DESCRIPTION OF THE TASK => Count the lines in the items below that contain the string "outline", treating uppercase and lowercase as different. Reply with only that number.

INFORMATION SHOWN =>
<<<<
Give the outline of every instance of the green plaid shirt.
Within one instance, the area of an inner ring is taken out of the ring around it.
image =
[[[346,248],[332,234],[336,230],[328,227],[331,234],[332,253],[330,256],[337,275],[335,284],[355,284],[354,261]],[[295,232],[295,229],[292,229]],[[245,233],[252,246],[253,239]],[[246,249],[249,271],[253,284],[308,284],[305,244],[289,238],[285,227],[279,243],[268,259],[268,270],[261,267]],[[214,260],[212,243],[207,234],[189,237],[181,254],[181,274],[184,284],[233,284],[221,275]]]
>>>>
<<<<
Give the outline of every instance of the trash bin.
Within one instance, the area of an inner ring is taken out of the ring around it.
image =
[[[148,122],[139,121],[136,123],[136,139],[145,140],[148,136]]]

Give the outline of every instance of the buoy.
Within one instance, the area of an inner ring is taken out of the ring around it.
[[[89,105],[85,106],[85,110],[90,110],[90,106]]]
>>>>
FULL SOLUTION => 3